_PROMPT_: All of the material below is to be returned exactly.

_RECORDS PROVIDED_:
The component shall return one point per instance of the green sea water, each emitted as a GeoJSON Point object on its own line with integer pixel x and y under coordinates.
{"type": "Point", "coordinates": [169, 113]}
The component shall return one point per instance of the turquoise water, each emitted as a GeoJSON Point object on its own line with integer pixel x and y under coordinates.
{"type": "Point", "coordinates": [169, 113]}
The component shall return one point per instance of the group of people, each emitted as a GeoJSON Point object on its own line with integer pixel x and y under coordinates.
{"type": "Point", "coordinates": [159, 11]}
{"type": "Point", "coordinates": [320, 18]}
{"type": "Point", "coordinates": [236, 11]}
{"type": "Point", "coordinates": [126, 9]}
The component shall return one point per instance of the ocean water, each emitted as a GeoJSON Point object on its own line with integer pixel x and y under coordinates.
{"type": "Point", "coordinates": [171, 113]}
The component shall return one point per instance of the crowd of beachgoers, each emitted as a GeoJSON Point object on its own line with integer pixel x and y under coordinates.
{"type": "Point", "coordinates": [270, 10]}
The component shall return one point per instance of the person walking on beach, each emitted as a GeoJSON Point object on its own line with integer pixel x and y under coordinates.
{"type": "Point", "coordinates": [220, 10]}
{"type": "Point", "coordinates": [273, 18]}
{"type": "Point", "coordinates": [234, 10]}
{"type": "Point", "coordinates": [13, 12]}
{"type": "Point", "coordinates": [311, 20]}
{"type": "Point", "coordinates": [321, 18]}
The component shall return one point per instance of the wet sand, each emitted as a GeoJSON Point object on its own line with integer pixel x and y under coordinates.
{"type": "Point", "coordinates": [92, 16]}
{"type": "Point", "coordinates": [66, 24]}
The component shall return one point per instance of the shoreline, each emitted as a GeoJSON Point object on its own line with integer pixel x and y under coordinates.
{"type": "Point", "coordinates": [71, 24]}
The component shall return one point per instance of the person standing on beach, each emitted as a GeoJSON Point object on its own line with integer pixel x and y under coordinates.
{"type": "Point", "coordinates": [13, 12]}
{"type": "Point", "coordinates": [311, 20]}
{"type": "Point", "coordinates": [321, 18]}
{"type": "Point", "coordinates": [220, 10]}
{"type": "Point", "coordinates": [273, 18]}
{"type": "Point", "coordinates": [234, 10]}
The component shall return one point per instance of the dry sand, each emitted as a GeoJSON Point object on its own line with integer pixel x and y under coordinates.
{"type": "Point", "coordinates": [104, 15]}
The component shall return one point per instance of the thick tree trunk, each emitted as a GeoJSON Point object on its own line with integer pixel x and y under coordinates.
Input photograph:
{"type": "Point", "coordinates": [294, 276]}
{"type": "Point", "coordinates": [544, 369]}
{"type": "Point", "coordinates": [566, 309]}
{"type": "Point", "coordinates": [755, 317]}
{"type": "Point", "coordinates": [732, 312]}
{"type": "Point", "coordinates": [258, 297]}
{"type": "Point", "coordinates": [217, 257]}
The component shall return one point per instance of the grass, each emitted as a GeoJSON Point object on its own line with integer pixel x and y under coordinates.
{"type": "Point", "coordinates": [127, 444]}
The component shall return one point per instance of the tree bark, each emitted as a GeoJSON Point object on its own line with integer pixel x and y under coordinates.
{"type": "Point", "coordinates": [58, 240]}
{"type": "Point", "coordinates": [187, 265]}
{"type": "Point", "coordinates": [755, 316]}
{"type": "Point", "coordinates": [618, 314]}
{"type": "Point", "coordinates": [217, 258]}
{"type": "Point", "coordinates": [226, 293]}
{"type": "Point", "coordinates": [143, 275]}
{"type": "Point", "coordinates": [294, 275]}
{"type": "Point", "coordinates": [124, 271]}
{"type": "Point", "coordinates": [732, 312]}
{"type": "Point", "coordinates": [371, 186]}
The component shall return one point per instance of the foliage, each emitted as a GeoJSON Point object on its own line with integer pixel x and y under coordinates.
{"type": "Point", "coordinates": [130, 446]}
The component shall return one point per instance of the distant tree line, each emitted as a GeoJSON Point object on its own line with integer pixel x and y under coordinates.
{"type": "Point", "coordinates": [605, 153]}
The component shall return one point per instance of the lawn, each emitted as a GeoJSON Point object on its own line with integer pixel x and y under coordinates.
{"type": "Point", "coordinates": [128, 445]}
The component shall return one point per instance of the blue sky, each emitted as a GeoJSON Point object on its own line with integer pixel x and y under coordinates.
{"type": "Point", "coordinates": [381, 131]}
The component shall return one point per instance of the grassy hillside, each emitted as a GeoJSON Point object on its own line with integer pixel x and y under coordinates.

_FULL ANSWER_:
The component shall return one point per instance of the green sea water, each emitted as a GeoJSON Point object on its own line with integer pixel x and y under coordinates.
{"type": "Point", "coordinates": [169, 113]}
The component shall return one point per instance of the turquoise water, each emitted as a GeoJSON Point object on its own line with integer pixel x and y under coordinates.
{"type": "Point", "coordinates": [169, 113]}
The component shall return one point per instance of the group of people, each emitted as a GeoJSON Point object on its own line with integer pixel x and y under coordinates.
{"type": "Point", "coordinates": [159, 11]}
{"type": "Point", "coordinates": [320, 18]}
{"type": "Point", "coordinates": [236, 11]}
{"type": "Point", "coordinates": [126, 9]}
The component shall return one point per instance of the ocean water, each emitted as a GeoJSON Point object on its own line with integer pixel x and y under coordinates.
{"type": "Point", "coordinates": [171, 113]}
The component shall return one point per instance of the crowd of beachgoers, each emitted as a GeoJSON Point object on its own line with integer pixel x and y under coordinates.
{"type": "Point", "coordinates": [270, 10]}
The component shall return one point per instance of the person walking on beach, each emitted as a GeoJSON Point object on its own line with integer pixel x and y under coordinates.
{"type": "Point", "coordinates": [220, 10]}
{"type": "Point", "coordinates": [273, 18]}
{"type": "Point", "coordinates": [234, 10]}
{"type": "Point", "coordinates": [13, 12]}
{"type": "Point", "coordinates": [311, 20]}
{"type": "Point", "coordinates": [321, 18]}
The component shall return one point per instance of the wet sand, each emitted as a GeoJSON Point object on its own line with integer pixel x and y under coordinates.
{"type": "Point", "coordinates": [92, 16]}
{"type": "Point", "coordinates": [66, 24]}
The component shall return one point per instance of the shoreline, each emitted as a GeoJSON Point object on its own line with integer pixel x and y under coordinates.
{"type": "Point", "coordinates": [71, 24]}
The component shall return one point per instance of the person standing on beach, each emitted as a GeoJSON Point object on its own line with integer pixel x and y under coordinates.
{"type": "Point", "coordinates": [13, 12]}
{"type": "Point", "coordinates": [311, 20]}
{"type": "Point", "coordinates": [321, 18]}
{"type": "Point", "coordinates": [220, 10]}
{"type": "Point", "coordinates": [273, 18]}
{"type": "Point", "coordinates": [234, 10]}
The component shall return one point per instance of the dry sand, each emitted as a GeoJSON Point object on its own line with integer pixel x and y under coordinates.
{"type": "Point", "coordinates": [104, 15]}
The component shall return one point per instance of the thick tree trunk, each emitted as a GeoJSON Point object on its own line with integer pixel x and y under coordinates.
Input photograph:
{"type": "Point", "coordinates": [294, 276]}
{"type": "Point", "coordinates": [544, 369]}
{"type": "Point", "coordinates": [566, 309]}
{"type": "Point", "coordinates": [755, 317]}
{"type": "Point", "coordinates": [732, 312]}
{"type": "Point", "coordinates": [258, 297]}
{"type": "Point", "coordinates": [217, 257]}
The component shall return one point per instance of the grass, each emitted as a GeoJSON Point object on its own line with integer pixel x and y under coordinates.
{"type": "Point", "coordinates": [127, 444]}
The component shall return one point per instance of the tree bark, each emitted as a GeoJSON Point object on its own line with integer pixel x and y under coordinates.
{"type": "Point", "coordinates": [58, 240]}
{"type": "Point", "coordinates": [187, 265]}
{"type": "Point", "coordinates": [755, 316]}
{"type": "Point", "coordinates": [618, 314]}
{"type": "Point", "coordinates": [217, 258]}
{"type": "Point", "coordinates": [226, 293]}
{"type": "Point", "coordinates": [143, 275]}
{"type": "Point", "coordinates": [294, 275]}
{"type": "Point", "coordinates": [124, 271]}
{"type": "Point", "coordinates": [732, 312]}
{"type": "Point", "coordinates": [371, 186]}
The component shall return one point per instance of the foliage, each emitted as a GeoJSON Point object on its own line with integer pixel x and y under coordinates.
{"type": "Point", "coordinates": [130, 446]}
The component shall return one point per instance of the distant tree line, each emitted as a GeoJSON Point object on its own line with integer pixel x and y under coordinates.
{"type": "Point", "coordinates": [605, 153]}
The component shall return one point per instance of the lawn, each emitted as a GeoJSON Point object on its own line with integer pixel x and y under coordinates.
{"type": "Point", "coordinates": [128, 445]}
The component shall return one point per instance of the blue sky, each emitted as a GeoJSON Point object on its own line with integer pixel x and y under coordinates.
{"type": "Point", "coordinates": [381, 131]}
The component shall return one point per instance of the grassy hillside, each emitted as a GeoJSON Point object on its own line with integer pixel x and y under coordinates.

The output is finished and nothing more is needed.